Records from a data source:
————————

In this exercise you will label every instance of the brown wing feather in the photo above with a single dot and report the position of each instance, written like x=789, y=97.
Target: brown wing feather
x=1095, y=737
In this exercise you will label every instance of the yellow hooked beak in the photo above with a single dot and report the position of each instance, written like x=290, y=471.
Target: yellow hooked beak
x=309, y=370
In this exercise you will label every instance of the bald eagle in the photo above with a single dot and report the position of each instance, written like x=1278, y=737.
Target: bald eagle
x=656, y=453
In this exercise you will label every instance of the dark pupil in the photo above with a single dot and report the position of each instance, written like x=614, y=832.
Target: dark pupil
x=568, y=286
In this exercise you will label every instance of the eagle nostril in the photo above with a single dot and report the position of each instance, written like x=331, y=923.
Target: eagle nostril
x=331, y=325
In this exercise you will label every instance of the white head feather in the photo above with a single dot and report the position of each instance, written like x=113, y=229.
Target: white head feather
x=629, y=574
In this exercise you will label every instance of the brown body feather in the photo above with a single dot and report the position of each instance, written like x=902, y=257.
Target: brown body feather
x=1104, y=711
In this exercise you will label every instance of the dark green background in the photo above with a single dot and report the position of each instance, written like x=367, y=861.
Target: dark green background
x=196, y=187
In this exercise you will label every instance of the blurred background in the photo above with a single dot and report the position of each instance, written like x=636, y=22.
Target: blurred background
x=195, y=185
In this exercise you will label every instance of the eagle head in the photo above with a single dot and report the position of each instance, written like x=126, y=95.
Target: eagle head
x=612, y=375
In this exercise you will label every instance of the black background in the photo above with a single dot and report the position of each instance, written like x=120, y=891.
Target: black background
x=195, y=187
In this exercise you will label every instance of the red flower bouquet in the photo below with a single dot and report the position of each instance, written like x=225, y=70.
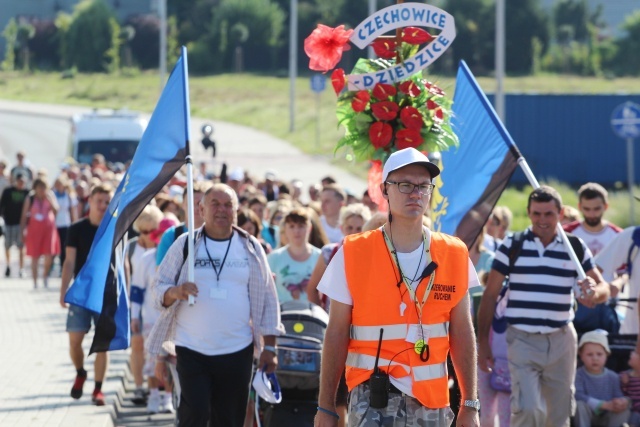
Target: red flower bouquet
x=390, y=116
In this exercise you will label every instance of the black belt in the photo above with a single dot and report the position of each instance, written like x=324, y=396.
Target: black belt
x=392, y=388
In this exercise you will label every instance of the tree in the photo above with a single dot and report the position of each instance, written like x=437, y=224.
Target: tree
x=26, y=31
x=526, y=22
x=10, y=34
x=475, y=34
x=627, y=59
x=265, y=21
x=92, y=37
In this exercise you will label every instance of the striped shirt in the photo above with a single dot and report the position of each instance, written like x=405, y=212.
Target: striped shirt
x=264, y=307
x=541, y=283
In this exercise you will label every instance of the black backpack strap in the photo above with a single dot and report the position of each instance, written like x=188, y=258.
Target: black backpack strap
x=576, y=244
x=517, y=240
x=635, y=244
x=178, y=231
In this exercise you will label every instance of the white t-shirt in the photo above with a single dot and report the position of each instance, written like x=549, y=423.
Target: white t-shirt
x=65, y=202
x=143, y=276
x=595, y=241
x=219, y=321
x=609, y=260
x=292, y=277
x=334, y=285
x=333, y=233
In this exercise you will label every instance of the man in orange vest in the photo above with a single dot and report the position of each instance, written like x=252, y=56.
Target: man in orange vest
x=399, y=305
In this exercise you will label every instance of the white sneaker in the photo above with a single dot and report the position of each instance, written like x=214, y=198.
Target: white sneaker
x=153, y=404
x=167, y=403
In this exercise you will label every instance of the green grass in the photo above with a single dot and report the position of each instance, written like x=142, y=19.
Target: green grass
x=262, y=102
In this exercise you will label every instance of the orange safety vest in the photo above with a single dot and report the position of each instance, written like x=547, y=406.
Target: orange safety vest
x=372, y=277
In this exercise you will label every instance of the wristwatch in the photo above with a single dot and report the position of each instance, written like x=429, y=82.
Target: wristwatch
x=475, y=404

————————

## What you are asked to do
Be exact. Write out all the entries and omit the pictures.

## Solution to this problem
In this exercise you will label every instance of the brown wing feather in the photo above with a single dot and report the position of each instance, written like x=789, y=97.
Target: brown wing feather
x=1095, y=737
In this exercise you will label every instance of the yellow hooked beak in the photo above with a single dot and report the position of each instance, written like x=290, y=471.
Target: yellow hooked beak
x=309, y=370
In this exercise you will label every instance of the bald eagle in the photo above with a single dot and report the position of each instance, written like x=1278, y=737.
Target: bald eagle
x=656, y=453
In this exercise you will label every instance of the dark pupil in the photo above with a single dot and report the position of each instance, written like x=614, y=832.
Target: dark pupil
x=568, y=286
In this exercise you will label every instance of the eagle nostril in the photo above with a single dot and report the position of each instance, written like x=331, y=923.
Target: eagle nostril
x=331, y=325
In this exercise you will label every instance of the white head feather in the photo above with a single dot and report the position of each instance, written like x=113, y=229.
Target: white head feather
x=629, y=574
In this exercise you will label every instance of the brown body feather in the photo above with a single dot and report the position of each instance, written like x=902, y=257.
Target: brown body feather
x=1104, y=711
In this exercise you will label every instance of the dark green background in the photo above with a single dot and report the position of each instance, written like x=367, y=861.
Target: dark green background
x=196, y=187
In this exercise you will label every instance of the blurred background in the photo above with a single dot and report the position of each instance, written like x=636, y=22.
Target: blurred background
x=195, y=185
In this exercise you will label every instance of the eagle head in the photo above with a single dot and report the position of each instance, written like x=126, y=95.
Target: eagle head
x=612, y=375
In this exercise you will label every instance of the black background in the photo above with a single dot and report the position of each instance, written like x=120, y=891.
Target: black background
x=195, y=187
In this exercise you will label every instance of the red flower bouquet in the photo below with a single dot and report the position of each instance, written like x=225, y=70.
Target: red flower bouquet
x=390, y=116
In this exercise you will label every instance of the black belt in the photo above with a single dot and report the position of each instance, written like x=324, y=396.
Target: black belt
x=392, y=388
In this exercise you will label every instance of the tree in the photo above with a single dot and report the position of each instance, written like x=437, y=224.
Target: tree
x=26, y=31
x=526, y=22
x=10, y=34
x=475, y=34
x=627, y=59
x=265, y=21
x=92, y=37
In this exercise you will label every instance of the striped shirt in the photo above with a single dot and report the position of each instance, written like x=405, y=212.
Target: striped shirt
x=264, y=307
x=541, y=283
In this exercise you will label every instance of the black backpack strap in the photo above with a single dot and report the position of each instance, written like x=188, y=258.
Target: black backpack strap
x=576, y=244
x=517, y=240
x=635, y=244
x=178, y=231
In this exercise you will label every instance of the white t-shirt in the photo above with a single dot and report the position of each instance, written like x=549, y=423.
Target: white t-shirt
x=65, y=202
x=143, y=276
x=595, y=241
x=219, y=321
x=609, y=260
x=292, y=277
x=334, y=285
x=333, y=233
In this exercise you will label every instance of the man in orange vest in the photo above with a single dot and report the position of each instance, written like x=252, y=56.
Target: man in orange vest
x=399, y=305
In this exercise you will label every instance of the white sneaker in the photo above with a single dot and report the position of each instance, written like x=214, y=198.
Target: white sneaker
x=153, y=404
x=167, y=403
In this exercise you will label every instance of the green grass in the photo above with a single dot and report the position of each instance, written like x=142, y=19.
Target: green grass
x=262, y=102
In this exercise you will label every instance of the orange safety vest in the photo above with a single dot and report the position of each instance, written like x=547, y=406.
Target: orange safety vest
x=372, y=277
In this exercise you will label every instance of the wristwatch in the photo above with a single dot and report the position of each instance, written like x=429, y=82.
Target: wristwatch
x=475, y=404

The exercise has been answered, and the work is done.